__SHORT EXERCISE__
Reproduce verbatim the lines beginning with the one that contains "target: **tree with orange leaves**" and continuing through the final line.

[Outline items for labeled areas]
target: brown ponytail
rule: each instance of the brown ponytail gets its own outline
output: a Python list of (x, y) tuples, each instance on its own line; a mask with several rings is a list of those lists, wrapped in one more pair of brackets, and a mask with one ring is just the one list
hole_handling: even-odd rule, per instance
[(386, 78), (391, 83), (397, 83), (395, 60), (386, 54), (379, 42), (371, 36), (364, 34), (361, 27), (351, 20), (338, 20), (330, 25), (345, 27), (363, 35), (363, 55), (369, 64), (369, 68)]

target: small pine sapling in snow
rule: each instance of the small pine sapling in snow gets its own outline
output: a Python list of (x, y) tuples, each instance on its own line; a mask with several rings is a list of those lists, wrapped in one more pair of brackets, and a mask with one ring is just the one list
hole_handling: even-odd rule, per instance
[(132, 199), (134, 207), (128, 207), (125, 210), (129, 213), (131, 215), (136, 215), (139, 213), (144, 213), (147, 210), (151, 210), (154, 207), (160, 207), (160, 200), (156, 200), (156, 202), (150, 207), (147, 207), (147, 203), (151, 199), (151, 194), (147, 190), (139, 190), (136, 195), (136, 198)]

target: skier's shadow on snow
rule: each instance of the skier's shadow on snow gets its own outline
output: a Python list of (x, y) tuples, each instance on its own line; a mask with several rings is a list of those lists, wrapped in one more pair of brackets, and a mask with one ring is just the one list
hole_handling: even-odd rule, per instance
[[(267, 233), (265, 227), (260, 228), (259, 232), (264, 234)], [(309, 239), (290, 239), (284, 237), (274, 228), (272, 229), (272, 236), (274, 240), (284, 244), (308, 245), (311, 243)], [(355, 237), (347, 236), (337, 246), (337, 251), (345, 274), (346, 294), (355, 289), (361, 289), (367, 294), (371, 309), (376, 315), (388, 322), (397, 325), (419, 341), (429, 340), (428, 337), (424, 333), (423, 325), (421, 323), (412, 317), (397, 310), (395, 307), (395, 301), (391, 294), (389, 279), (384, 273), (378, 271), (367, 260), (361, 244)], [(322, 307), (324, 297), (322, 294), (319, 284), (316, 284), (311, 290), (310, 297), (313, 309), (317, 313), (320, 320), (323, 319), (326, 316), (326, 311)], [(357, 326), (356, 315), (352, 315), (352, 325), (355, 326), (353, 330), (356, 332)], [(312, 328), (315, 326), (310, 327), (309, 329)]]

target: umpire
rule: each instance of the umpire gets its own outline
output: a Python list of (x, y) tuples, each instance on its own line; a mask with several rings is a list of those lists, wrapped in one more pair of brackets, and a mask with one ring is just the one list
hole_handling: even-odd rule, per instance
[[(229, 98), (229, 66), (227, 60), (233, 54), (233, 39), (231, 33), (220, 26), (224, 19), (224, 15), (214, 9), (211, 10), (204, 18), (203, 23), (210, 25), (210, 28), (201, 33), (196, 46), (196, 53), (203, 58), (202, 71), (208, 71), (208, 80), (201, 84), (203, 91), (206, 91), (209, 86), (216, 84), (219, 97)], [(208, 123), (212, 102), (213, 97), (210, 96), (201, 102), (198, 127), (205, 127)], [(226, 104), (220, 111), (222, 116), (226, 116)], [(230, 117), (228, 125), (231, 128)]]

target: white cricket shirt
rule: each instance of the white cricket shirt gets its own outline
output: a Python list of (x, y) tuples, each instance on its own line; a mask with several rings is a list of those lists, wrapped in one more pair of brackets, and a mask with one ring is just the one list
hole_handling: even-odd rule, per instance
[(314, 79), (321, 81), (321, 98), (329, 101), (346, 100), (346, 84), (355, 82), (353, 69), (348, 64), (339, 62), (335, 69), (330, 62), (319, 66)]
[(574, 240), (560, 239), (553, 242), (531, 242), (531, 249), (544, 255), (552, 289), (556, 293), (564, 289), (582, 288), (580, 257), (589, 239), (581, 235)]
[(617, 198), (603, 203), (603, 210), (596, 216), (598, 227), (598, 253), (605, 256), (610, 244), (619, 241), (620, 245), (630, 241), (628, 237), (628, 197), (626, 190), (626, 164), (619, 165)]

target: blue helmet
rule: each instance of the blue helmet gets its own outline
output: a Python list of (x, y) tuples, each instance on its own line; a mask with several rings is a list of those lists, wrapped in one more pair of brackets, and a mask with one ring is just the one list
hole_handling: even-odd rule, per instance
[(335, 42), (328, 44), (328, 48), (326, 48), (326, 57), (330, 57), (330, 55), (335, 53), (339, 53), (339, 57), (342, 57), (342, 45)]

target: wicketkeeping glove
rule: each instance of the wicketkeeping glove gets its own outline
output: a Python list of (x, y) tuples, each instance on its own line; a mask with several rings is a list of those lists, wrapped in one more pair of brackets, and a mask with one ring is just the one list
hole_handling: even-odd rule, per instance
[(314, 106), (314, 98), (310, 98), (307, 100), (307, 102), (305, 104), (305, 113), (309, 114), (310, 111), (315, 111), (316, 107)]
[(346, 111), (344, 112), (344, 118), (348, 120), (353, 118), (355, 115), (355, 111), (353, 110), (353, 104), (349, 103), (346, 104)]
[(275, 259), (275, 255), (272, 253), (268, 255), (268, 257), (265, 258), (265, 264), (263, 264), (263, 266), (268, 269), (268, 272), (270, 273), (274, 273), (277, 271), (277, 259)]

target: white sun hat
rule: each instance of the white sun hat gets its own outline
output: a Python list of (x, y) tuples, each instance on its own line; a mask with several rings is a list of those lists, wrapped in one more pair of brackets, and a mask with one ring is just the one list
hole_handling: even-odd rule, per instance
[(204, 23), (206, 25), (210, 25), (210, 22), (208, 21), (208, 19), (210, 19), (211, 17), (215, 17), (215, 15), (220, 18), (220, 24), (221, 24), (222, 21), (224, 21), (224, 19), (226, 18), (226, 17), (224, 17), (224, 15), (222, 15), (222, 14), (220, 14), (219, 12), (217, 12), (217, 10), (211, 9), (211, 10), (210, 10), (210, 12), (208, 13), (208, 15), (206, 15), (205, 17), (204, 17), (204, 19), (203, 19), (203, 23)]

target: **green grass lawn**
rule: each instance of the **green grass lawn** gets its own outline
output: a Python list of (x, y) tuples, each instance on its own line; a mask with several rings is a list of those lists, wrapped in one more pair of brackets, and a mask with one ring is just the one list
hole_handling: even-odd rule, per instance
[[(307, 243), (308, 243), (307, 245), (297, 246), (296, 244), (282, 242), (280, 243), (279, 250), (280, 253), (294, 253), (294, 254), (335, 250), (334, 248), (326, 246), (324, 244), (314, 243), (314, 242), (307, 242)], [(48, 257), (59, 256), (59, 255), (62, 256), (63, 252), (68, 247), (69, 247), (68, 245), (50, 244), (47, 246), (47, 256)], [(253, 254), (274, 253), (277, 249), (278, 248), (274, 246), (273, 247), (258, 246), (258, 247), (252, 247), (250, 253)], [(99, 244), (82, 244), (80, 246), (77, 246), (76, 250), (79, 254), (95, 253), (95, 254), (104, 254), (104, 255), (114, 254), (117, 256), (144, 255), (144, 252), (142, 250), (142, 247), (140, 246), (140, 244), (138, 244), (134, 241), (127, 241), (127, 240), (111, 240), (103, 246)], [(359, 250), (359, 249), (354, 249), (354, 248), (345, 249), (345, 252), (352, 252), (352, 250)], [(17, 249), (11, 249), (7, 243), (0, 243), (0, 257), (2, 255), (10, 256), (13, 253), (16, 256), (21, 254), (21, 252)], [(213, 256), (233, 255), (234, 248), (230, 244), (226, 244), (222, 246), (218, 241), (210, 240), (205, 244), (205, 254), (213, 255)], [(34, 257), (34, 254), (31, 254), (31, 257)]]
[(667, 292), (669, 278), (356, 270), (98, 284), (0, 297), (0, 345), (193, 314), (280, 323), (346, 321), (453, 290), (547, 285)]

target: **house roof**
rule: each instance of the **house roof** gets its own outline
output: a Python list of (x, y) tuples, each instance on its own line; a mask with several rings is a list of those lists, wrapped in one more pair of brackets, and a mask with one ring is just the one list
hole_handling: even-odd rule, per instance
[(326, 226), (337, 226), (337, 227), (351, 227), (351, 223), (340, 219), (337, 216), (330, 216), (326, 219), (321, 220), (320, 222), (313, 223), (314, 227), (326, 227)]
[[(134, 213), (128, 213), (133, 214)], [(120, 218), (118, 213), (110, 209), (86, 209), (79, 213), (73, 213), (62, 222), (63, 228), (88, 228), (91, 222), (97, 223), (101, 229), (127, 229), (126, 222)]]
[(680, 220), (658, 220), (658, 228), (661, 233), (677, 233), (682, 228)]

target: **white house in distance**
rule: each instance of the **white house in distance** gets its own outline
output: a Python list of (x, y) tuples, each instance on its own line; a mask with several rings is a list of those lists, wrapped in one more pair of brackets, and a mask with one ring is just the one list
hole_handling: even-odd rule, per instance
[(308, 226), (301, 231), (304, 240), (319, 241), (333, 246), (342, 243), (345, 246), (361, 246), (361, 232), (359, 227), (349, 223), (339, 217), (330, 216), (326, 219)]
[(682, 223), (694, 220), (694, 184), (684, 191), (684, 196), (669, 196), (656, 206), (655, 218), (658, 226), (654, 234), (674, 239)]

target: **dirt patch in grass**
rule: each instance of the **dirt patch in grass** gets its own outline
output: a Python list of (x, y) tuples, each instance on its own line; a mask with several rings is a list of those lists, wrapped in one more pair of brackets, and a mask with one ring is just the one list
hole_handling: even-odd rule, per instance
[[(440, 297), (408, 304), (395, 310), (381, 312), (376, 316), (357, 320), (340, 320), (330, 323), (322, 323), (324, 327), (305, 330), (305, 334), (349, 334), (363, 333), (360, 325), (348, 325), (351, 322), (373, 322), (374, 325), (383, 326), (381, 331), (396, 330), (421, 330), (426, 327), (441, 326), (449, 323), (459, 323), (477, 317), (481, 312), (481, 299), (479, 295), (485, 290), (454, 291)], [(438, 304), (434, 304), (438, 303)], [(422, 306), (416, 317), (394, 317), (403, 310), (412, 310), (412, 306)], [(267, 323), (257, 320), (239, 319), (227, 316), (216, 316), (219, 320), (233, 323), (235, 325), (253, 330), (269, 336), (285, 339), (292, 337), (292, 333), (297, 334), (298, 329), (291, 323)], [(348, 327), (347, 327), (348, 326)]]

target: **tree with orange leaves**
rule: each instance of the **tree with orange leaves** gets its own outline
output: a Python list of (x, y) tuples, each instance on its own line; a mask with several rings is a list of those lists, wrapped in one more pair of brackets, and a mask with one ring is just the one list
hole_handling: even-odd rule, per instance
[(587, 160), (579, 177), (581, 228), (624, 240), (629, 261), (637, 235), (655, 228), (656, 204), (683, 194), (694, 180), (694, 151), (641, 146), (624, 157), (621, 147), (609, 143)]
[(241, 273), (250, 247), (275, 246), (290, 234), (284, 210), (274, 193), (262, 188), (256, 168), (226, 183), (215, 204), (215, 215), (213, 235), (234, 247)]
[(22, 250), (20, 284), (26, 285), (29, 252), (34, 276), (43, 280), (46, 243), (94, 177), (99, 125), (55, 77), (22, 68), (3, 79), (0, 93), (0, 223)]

__RESPONSE TO THIS TASK__
target: **tree with orange leaves**
rule: each instance of the **tree with orange leaves** gets its own outline
output: a Python list of (x, y) tuples, each instance on its own line; a mask with several rings is a list of those lists, wrapped in one more pair of brackets, and a mask with one ring is just the one list
hole_handling: even-odd rule, per instance
[(587, 160), (579, 177), (581, 228), (624, 240), (629, 261), (637, 235), (655, 228), (656, 204), (683, 194), (694, 180), (694, 151), (641, 146), (624, 157), (621, 147), (609, 143)]
[(241, 273), (250, 247), (275, 246), (290, 234), (284, 210), (274, 193), (262, 188), (256, 168), (226, 183), (215, 204), (215, 215), (213, 235), (234, 247)]
[(22, 250), (20, 284), (26, 285), (29, 252), (34, 276), (43, 280), (46, 243), (94, 177), (99, 125), (55, 77), (22, 68), (3, 79), (0, 93), (0, 223)]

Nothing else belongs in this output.